- **PASSAGE FOR REVIEW**:
# # #
The scholarships were established in memory of the late Rear Admiral John Marocchi by his family and are administered by the Virginia War Memorial Foundation. Admiral Marocchi served in the United States Navy for decades in a career that spanned World War II, the Korean War and the Vietnam War. He was the recipient of the Purple Heart, Legion of Merit and was one of the few Navy officers to complete Army Airborne training.
“The legacy of Admiral Marocchi is very admirable,” said the student. “His life is something everyone can look at and take as an example. He left quite a legacy.”
Nothing could have suited the teen more than to receive this honor.
Jones has wanted to serve the nation since he was a child. It’s something he’s dreamed about all of his life.
“A life of service is one that will make me happy,” he said.
“I think serving the country is one of the most honorable things someone can do. Everyone talks about serving your country, but it’s also about serving your neighbors.”
Except for a grandfather who served in the 101st Airborne Division in the Vietnam War, the teen can’t put his finger on any one thing that made him want to join the military.
“It’s a collection of things, I guess. It’s a passion for sacrifice, physical fitness, warriorship and service.”
He’s always been enthused by all things military for as long as he can remember — tanks, planes and helicopters. As he grew older, he learned what it really means to sacrifice.
“Someone has paid for my freedom, and it wasn’t free. I want to pay it forward and pay for someone else’s freedom,” he said.
# # #
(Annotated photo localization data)
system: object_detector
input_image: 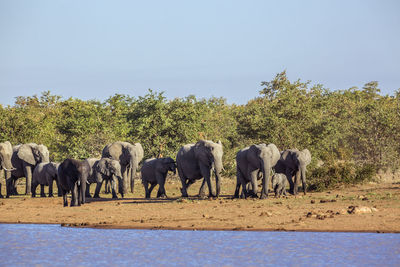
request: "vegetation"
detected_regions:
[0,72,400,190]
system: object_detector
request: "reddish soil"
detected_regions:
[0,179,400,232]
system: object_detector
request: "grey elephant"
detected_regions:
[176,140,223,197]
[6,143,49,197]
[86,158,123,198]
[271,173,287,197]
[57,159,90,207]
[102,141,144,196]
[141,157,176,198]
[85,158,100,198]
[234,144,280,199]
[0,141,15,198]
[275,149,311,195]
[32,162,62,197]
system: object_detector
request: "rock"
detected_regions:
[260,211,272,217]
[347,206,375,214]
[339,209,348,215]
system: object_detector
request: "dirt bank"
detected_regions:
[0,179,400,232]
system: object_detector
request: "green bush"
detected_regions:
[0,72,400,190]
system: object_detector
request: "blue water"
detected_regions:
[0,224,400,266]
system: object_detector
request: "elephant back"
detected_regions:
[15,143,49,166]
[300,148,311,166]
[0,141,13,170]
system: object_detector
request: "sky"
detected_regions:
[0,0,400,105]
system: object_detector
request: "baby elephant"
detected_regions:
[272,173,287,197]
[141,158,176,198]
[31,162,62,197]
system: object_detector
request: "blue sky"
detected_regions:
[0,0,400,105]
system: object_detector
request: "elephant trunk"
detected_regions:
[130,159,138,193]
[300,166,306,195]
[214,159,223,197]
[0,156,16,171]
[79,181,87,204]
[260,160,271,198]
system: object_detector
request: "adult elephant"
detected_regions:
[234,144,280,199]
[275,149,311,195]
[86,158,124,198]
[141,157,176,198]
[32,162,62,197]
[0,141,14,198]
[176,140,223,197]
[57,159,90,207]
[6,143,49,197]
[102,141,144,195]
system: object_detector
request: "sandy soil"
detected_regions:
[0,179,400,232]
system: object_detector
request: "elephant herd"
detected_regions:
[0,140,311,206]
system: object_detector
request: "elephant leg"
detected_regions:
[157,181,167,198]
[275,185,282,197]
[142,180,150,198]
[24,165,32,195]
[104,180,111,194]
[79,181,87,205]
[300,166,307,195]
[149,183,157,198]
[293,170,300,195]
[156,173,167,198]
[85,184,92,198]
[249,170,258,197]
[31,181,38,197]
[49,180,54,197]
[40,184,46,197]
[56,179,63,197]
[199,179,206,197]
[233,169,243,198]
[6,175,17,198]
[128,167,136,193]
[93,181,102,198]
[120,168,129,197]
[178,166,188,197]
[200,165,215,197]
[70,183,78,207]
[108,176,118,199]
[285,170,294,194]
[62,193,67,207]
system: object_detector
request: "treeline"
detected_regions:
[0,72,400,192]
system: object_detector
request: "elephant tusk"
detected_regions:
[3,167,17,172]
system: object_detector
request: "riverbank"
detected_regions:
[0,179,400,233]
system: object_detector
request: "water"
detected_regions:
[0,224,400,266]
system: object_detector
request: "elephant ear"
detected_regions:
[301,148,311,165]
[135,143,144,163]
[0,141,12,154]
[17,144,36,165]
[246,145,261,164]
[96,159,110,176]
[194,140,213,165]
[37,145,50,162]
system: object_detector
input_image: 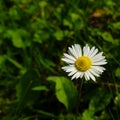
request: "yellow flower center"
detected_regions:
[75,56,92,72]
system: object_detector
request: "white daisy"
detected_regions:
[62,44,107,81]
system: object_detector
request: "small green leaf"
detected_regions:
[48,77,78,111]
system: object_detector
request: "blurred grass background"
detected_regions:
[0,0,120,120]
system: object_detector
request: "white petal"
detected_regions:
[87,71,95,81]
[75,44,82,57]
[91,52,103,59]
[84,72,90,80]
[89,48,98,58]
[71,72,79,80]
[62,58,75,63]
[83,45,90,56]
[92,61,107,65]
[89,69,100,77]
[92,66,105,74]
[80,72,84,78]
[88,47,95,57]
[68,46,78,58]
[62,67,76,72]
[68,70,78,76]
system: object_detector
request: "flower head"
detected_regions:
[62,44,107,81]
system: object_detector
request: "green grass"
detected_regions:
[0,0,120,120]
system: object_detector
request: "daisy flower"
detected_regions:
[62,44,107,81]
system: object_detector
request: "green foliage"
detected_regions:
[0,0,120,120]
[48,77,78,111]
# # #
- **DESCRIPTION OF THE TASK**: Rewrite the passage about the scholarship recipient, starting with "Nothing could have" and going on through "means to sacrifice.", with "the teen" renamed to "the student". Answer using only the text; the listing plays no part.

- **RESULT**:
Nothing could have suited the student more than to receive this honor.
Jones has wanted to serve the nation since he was a child. It’s something he’s dreamed about all of his life.
“A life of service is one that will make me happy,” he said.
“I think serving the country is one of the most honorable things someone can do. Everyone talks about serving your country, but it’s also about serving your neighbors.”
Except for a grandfather who served in the 101st Airborne Division in the Vietnam War, the student can’t put his finger on any one thing that made him want to join the military.
“It’s a collection of things, I guess. It’s a passion for sacrifice, physical fitness, warriorship and service.”
He’s always been enthused by all things military for as long as he can remember — tanks, planes and helicopters. As he grew older, he learned what it really means to sacrifice.